>> START RECORDS PROVIDED
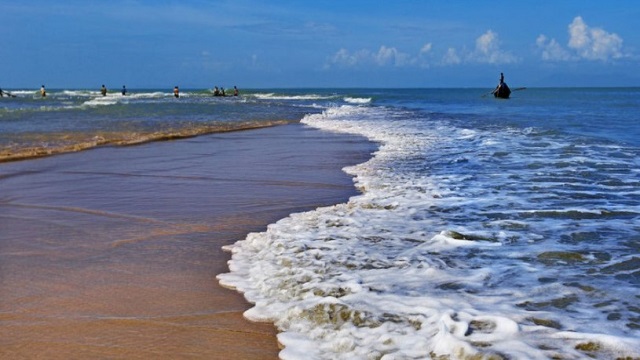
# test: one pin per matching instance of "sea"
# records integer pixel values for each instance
(484, 228)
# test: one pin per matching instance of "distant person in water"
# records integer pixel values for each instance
(502, 90)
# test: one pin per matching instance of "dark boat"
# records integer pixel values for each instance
(502, 91)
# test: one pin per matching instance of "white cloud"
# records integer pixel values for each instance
(426, 49)
(385, 56)
(488, 50)
(585, 43)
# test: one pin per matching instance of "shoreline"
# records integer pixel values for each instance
(113, 251)
(103, 139)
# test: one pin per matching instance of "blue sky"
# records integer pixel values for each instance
(322, 43)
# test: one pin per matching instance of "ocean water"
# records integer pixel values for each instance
(485, 228)
(502, 229)
(73, 120)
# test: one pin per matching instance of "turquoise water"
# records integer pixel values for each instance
(485, 226)
(504, 228)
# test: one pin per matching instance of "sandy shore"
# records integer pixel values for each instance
(113, 252)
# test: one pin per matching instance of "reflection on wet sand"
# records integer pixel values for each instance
(112, 253)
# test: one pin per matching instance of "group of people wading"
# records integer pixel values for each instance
(221, 92)
(104, 91)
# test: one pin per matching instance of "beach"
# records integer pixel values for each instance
(113, 252)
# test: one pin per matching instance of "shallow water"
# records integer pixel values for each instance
(505, 228)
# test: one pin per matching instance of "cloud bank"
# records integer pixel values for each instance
(585, 43)
(487, 50)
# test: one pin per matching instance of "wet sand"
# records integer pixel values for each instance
(113, 252)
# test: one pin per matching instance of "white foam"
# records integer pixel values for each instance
(274, 96)
(387, 276)
(352, 100)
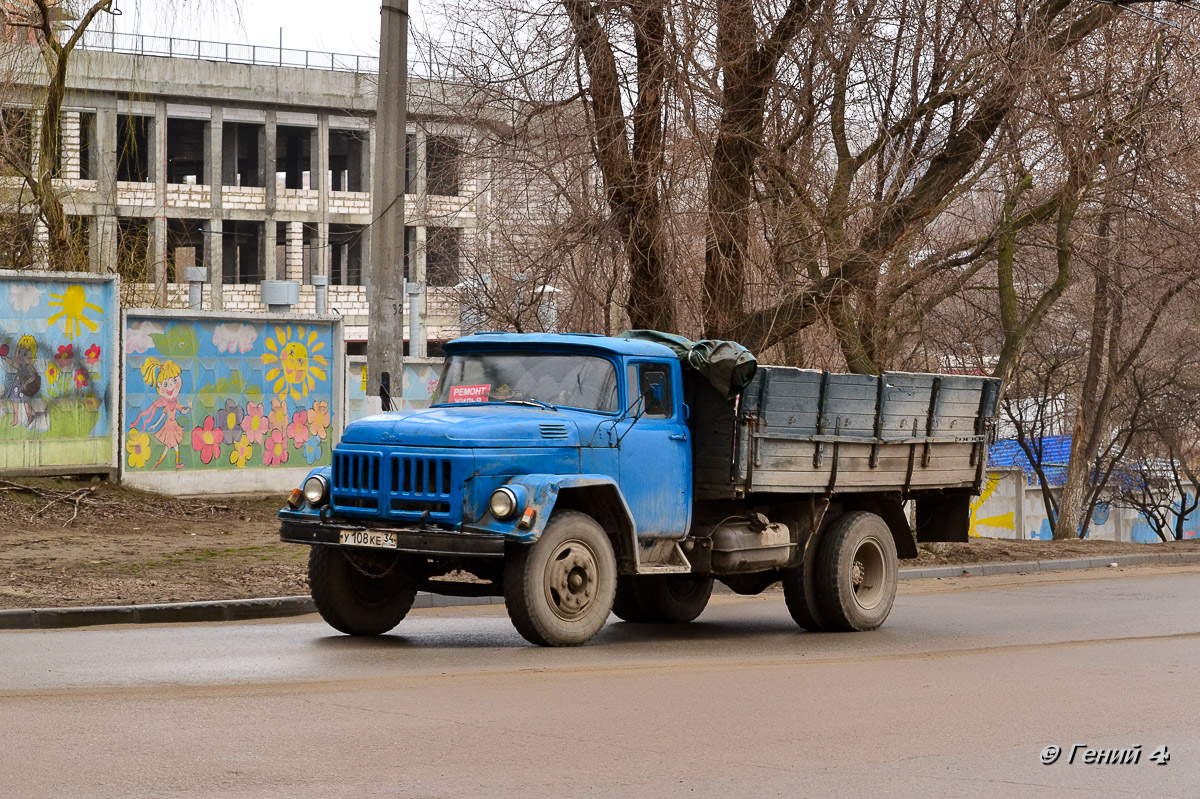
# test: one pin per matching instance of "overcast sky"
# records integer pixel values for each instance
(330, 25)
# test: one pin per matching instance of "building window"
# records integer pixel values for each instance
(409, 163)
(133, 248)
(16, 240)
(87, 142)
(442, 256)
(443, 157)
(241, 252)
(293, 157)
(346, 254)
(346, 155)
(409, 248)
(17, 139)
(185, 151)
(133, 148)
(239, 160)
(185, 247)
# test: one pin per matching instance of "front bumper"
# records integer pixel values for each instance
(411, 540)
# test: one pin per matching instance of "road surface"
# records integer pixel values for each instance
(957, 696)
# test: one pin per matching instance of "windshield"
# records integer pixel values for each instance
(574, 380)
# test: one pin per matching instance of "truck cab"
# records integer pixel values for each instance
(559, 472)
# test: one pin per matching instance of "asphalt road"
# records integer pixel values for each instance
(957, 696)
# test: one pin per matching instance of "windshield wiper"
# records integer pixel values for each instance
(532, 402)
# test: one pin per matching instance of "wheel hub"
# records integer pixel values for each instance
(571, 578)
(867, 574)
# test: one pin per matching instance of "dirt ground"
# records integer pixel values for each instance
(126, 547)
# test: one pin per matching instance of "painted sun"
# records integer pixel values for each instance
(73, 307)
(294, 360)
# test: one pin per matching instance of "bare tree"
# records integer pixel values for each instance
(45, 22)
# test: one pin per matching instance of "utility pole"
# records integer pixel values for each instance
(385, 336)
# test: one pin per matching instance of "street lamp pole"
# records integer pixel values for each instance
(385, 278)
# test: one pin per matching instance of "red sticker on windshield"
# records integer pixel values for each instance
(469, 392)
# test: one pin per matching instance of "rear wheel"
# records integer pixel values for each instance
(359, 594)
(799, 590)
(559, 590)
(856, 572)
(663, 599)
(625, 605)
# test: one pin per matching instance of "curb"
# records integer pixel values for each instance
(288, 606)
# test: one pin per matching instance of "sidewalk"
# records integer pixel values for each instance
(291, 606)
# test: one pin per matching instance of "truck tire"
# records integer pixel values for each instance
(856, 572)
(357, 599)
(672, 599)
(661, 599)
(799, 590)
(559, 590)
(625, 605)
>> END RECORDS PROVIDED
[TASK INSTRUCTIONS]: Every record gets retyped exactly; no picture goes into the copy.

[CORRECT RESULT]:
# test: one pin per matching instance of "sea"
# records integer pixel values for each instance
(484, 228)
# test: one pin per matching instance of "distant person in water"
# records integer pixel values for each instance
(502, 90)
# test: one pin per matching instance of "dark boat"
# records integer pixel values for each instance
(502, 91)
# test: one pin per matching instance of "white cloud"
# records integer pixel values for each instance
(426, 49)
(385, 56)
(488, 50)
(585, 43)
# test: one pin per matching instance of "shoreline"
# records integer pixel values for each instance
(113, 251)
(103, 139)
# test: one pin per matching instance of "blue sky"
# records integer pixel values for each instance
(322, 43)
# test: one pin per matching instance of "ocean water"
# records integer pixel values for each instance
(485, 228)
(502, 229)
(73, 120)
# test: one pin per matching instance of "turquoise water"
# records integer pixel values for each instance
(485, 226)
(504, 228)
# test: one pin per matching instance of "sandy shore"
# records integer pixel values for each instance
(113, 252)
# test: one pin per matching instance of "reflection on wet sand"
# records integer pixel values for each instance
(112, 253)
# test: one pin per matching instance of "group of people wading"
# records integer pixel values for each instance
(221, 92)
(104, 91)
# test: one pin per matching instance of "beach"
# records integer pixel values for each instance
(113, 252)
# test: one pin per matching instance of "shallow water"
# records integer pixel values for each instance
(505, 228)
# test: one pin per matching instance of "cloud bank"
# records integer pixel values for each instance
(585, 43)
(487, 50)
# test: one pin per matching instance of "wet sand"
# records integer pixel values for each instance
(113, 252)
# test: one pin per matching instance of "white foam"
# records integer pixel values for each instance
(274, 96)
(387, 276)
(352, 100)
# test: one pin per matching instance of "overcast sky"
# records integer pixel values for each instance
(330, 25)
# test: one pin per matching instance of "building window"
# records integer pixel values for each instance
(409, 163)
(133, 248)
(16, 240)
(87, 142)
(442, 256)
(443, 157)
(241, 252)
(293, 157)
(346, 254)
(346, 155)
(409, 248)
(17, 139)
(185, 151)
(133, 148)
(239, 160)
(185, 247)
# test: one pin per matching instance of "front bumper"
# records integer pixel values for each instance
(411, 540)
# test: one pin per matching instance of "road surface"
# records integer pixel values for each instance
(957, 696)
# test: one pin per matching instance of "windshield"
# records integer pixel values for each instance
(574, 380)
# test: one pin per matching instance of "truck cab"
# records integer pixel values for each instance
(559, 472)
# test: one pin per matching instance of "asphalt road"
# records integer pixel values for each instance
(957, 696)
# test: one pin per matching instance of "windshield wiper"
# records integer pixel values for each instance
(532, 402)
# test: one pin per matching instance of "wheel hub"
# records integer pixel values for each instance
(571, 578)
(867, 574)
# test: one pin per matching instance of "dirt ground"
# records integer pixel values for each instance
(126, 547)
# test: one pin per matching instance of "painted sun"
# records integer pixel values for each instance
(73, 307)
(294, 360)
# test: one pin per matching instance of "bare tree"
# records integer pixel values for each instance
(45, 22)
# test: one pin per matching instance of "utility pole"
# records integer pixel values for each instance
(385, 336)
# test: one pin per matching instance of "street lamp pole"
# records integer pixel values for each instance
(385, 278)
# test: one pin per matching instance of "red sticker on windshield"
# records integer pixel values for each instance
(469, 392)
# test: one pin per matching instance of "rear wheel"
# records integer pixel values for each instance
(359, 594)
(799, 590)
(559, 590)
(856, 572)
(663, 599)
(625, 605)
# test: one pin per matching instance of "curb"
# records integer pixel values for each instance
(288, 606)
# test: one pin per matching instance of "sidewalk"
# records integer pixel values for each instance
(291, 606)
# test: one pin per matching instance of "truck tire"
# records integer pixel values for each instance
(856, 572)
(357, 599)
(672, 599)
(661, 599)
(799, 590)
(559, 590)
(625, 605)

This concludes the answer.